▸ **Information provided**
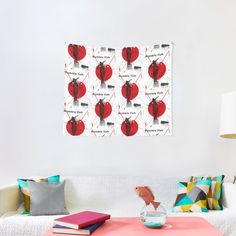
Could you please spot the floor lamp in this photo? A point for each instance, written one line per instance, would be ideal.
(228, 117)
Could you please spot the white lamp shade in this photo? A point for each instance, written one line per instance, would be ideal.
(228, 115)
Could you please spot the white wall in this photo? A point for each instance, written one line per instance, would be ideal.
(32, 36)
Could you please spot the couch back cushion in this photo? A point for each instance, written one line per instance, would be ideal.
(115, 194)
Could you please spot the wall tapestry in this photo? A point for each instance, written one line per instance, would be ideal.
(110, 91)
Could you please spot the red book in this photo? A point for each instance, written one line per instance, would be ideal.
(81, 219)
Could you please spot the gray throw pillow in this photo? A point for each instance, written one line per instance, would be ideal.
(47, 198)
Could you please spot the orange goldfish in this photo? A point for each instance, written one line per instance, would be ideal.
(146, 194)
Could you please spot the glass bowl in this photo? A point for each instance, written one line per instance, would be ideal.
(152, 218)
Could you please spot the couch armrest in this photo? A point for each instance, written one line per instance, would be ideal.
(229, 195)
(9, 199)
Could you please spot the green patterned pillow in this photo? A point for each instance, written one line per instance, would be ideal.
(23, 185)
(192, 196)
(214, 197)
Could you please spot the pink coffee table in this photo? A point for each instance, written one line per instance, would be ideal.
(175, 226)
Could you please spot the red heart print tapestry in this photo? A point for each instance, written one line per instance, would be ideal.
(124, 92)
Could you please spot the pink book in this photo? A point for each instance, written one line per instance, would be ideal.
(81, 219)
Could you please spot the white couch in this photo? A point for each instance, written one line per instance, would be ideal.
(111, 194)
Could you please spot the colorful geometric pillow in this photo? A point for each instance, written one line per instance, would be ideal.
(214, 196)
(192, 197)
(24, 188)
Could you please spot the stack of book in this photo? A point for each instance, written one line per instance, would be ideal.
(82, 223)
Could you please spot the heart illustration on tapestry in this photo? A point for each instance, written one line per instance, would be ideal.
(124, 91)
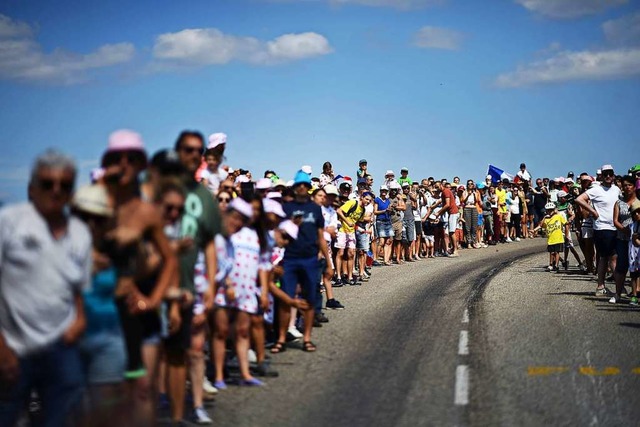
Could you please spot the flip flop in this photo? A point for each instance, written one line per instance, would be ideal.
(309, 347)
(279, 347)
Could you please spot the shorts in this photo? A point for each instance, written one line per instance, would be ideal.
(181, 340)
(303, 271)
(605, 241)
(453, 222)
(384, 229)
(397, 230)
(622, 250)
(557, 248)
(346, 240)
(104, 357)
(362, 241)
(409, 230)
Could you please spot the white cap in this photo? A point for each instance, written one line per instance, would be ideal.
(242, 206)
(216, 139)
(264, 184)
(271, 206)
(290, 228)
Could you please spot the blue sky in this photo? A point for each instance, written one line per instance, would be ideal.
(444, 87)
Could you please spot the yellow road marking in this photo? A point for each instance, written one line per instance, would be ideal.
(590, 370)
(546, 370)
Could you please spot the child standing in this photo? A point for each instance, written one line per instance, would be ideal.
(557, 228)
(634, 252)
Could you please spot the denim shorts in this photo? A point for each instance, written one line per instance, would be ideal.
(384, 229)
(103, 356)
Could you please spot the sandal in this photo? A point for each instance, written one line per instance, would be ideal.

▸ **Instructions for the task**
Reproduce the listing above in full, substituting "locate" for every occurrence of "spot" and changing nothing else. Omit the pictures from your output.

▸ **The answer**
Could you please locate the floor lamp in this photo? A point for each instance, written one line per instance, would be ideal.
(228, 117)
Could you please locate the white lamp shade in this photo? A point for each instance, written one line per instance, would be ideal.
(228, 115)
Could you please locate the white wall in this photo? A point for each instance, written one line per instance, would be ideal.
(32, 36)
Could you please locate the couch back cushion in this photo? A point for each instance, written one line per instance, would be ideal.
(115, 194)
Could you please locate the wall tapestry in this photo? A point for each instance, written one line per instance, would be ideal.
(110, 91)
Could you please locate the red book in this photo? A point for each instance, written one line per instance, would be ideal.
(81, 219)
Could you please locate the gray throw pillow in this photo? A point for each instance, written one line per instance, would be ideal.
(47, 198)
Could you please locate the orange goldfish in this photo? A point for each instance, written one line per instance, would be ideal.
(146, 194)
Could you please locate the glass bowl in this photo? A point for each instance, written one line per instance, would be ideal.
(152, 218)
Could you please locate the couch armrest in this photo? A point for each instance, written one line per instance, would be ideal.
(229, 195)
(9, 199)
Could you please locate the green patterned pillow in this photo? A point for each instance, written one line per instance, would be ideal.
(23, 185)
(192, 196)
(214, 197)
Could you please locate the pink coffee table in this photo? A point for each instance, written one line per instance, would be ideal.
(175, 226)
Could you please locate the red heart print tapestry in this photo? A point for each instance, written one line per instance, would be ideal.
(124, 92)
Could you please locate the pink book in this photo? A point for each instance, written one line per instance, would be ideal.
(81, 219)
Could you please locate the white couch in this photo? A point for each instance, written one line per instance, would be ideal.
(111, 194)
Could you please locate the colorful geometric pillow in this photo? A point for each instance, written one line per instance, would be ideal.
(214, 196)
(192, 197)
(24, 188)
Could you please locate the stack of book in this photo? A point for each instance, written one line per instance, would be ideal.
(82, 223)
Could you please locate the heart illustration on tapestry in this photo? A point for each instance, written one line per instance, would be ideal.
(124, 91)
Could you please locate the flip flop in this photo? A point for each instance, written one line per instance, would be ideal.
(309, 347)
(279, 347)
Could you please locate the shorts in this photo? A point for each instance, written one line per instance, would be ideal.
(181, 340)
(303, 271)
(605, 241)
(453, 222)
(384, 229)
(397, 230)
(622, 250)
(557, 248)
(346, 240)
(104, 357)
(362, 241)
(409, 230)
Could you please locate the white cap in this photo? A point for each instance, written one line per instance, would be ideal.
(242, 206)
(216, 139)
(264, 184)
(271, 206)
(290, 228)
Could you please locate the blue sky in this photo? A point for each instance, written one line per instance, would be ideal.
(444, 87)
Could you please locate the yellow road marking in this photo? A point for each instance, written one line per instance, would be ideal.
(590, 370)
(546, 370)
Could you please locate the child standing in this photo? A point for each instance, written one line per instance, would be ideal.
(557, 228)
(634, 252)
Could you please locate the denim shorts in this photo? A point for each instance, written one line per instance, would be ideal.
(384, 229)
(103, 356)
Could you please locate the sandal in this photo? A point for each instance, written one line per instance, would be ideal.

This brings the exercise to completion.